* [WHAT YOU WILL DO]:
Please find the lines in the entries below that contain the word "floor", and copy each one.

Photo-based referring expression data
################

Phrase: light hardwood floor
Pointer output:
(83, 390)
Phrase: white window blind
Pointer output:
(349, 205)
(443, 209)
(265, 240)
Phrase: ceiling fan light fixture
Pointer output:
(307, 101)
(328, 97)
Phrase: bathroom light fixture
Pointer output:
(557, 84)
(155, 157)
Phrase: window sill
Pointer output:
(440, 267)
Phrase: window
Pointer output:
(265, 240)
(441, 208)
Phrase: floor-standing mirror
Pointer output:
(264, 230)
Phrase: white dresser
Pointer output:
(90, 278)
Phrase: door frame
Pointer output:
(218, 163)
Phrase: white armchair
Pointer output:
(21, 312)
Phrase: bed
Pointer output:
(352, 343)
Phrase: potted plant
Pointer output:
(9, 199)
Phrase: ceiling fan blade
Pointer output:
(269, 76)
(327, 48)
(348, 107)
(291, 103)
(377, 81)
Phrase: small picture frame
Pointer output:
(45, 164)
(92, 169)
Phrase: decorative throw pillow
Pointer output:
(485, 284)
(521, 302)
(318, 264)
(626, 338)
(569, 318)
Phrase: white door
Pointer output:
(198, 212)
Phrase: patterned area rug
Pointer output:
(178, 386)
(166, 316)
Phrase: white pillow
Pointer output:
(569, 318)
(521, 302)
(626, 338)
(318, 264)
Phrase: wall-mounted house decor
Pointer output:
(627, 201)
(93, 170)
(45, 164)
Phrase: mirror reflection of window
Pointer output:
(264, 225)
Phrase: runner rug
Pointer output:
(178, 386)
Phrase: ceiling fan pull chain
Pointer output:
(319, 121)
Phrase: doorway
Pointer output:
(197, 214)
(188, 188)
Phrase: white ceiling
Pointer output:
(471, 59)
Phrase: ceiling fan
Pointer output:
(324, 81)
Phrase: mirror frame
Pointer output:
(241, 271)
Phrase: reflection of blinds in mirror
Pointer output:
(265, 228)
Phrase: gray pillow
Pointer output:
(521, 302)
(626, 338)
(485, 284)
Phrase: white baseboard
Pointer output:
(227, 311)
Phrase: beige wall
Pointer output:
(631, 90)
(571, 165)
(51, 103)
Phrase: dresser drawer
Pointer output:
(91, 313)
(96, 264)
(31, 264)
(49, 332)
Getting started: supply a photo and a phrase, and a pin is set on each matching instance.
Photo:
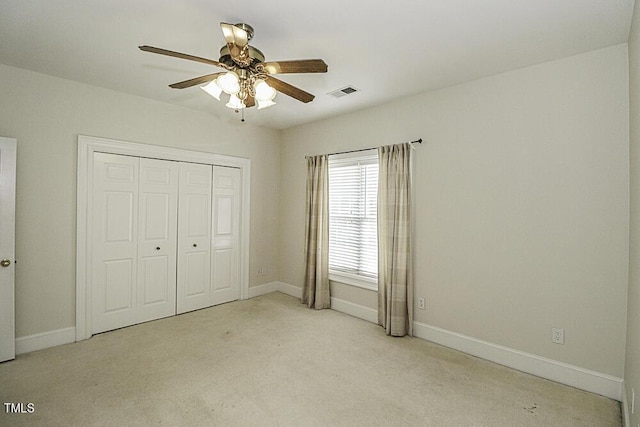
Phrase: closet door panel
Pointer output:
(194, 241)
(225, 285)
(157, 239)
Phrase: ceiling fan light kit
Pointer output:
(248, 78)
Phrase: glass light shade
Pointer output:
(235, 103)
(229, 82)
(264, 92)
(212, 89)
(265, 103)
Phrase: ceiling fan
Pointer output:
(248, 79)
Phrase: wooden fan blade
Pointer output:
(238, 43)
(195, 81)
(290, 90)
(296, 66)
(179, 55)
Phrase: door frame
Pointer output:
(87, 145)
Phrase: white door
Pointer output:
(8, 150)
(157, 239)
(194, 237)
(134, 240)
(225, 284)
(115, 233)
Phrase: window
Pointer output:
(353, 228)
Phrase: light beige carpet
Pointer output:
(270, 361)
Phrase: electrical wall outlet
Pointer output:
(557, 335)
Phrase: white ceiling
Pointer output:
(387, 49)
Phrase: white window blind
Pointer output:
(353, 234)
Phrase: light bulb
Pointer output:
(212, 89)
(264, 92)
(235, 103)
(229, 82)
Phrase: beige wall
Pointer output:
(46, 115)
(521, 204)
(632, 366)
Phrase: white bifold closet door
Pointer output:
(208, 239)
(194, 242)
(134, 236)
(225, 285)
(165, 238)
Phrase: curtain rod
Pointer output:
(418, 141)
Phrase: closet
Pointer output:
(165, 238)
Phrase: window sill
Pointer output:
(353, 280)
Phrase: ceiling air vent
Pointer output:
(343, 92)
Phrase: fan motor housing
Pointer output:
(255, 54)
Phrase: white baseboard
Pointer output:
(267, 288)
(355, 310)
(291, 290)
(45, 340)
(564, 373)
(626, 409)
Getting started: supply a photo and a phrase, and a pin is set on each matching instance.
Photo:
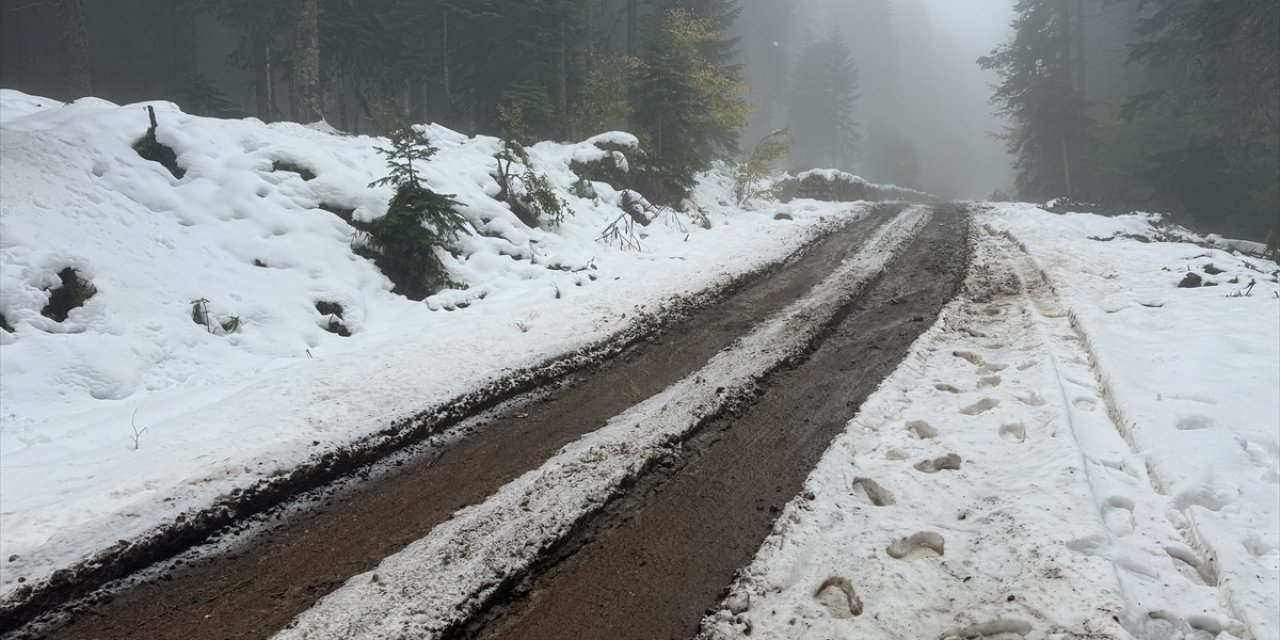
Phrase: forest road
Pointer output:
(689, 526)
(661, 557)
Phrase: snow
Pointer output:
(128, 414)
(1077, 448)
(1116, 439)
(442, 579)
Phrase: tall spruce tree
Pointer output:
(823, 100)
(1050, 127)
(682, 100)
(1214, 94)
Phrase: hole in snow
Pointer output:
(71, 295)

################

* [EXERCISE ANSWER]:
Phrase: light hardwood floor
Phrase: floor-standing mirror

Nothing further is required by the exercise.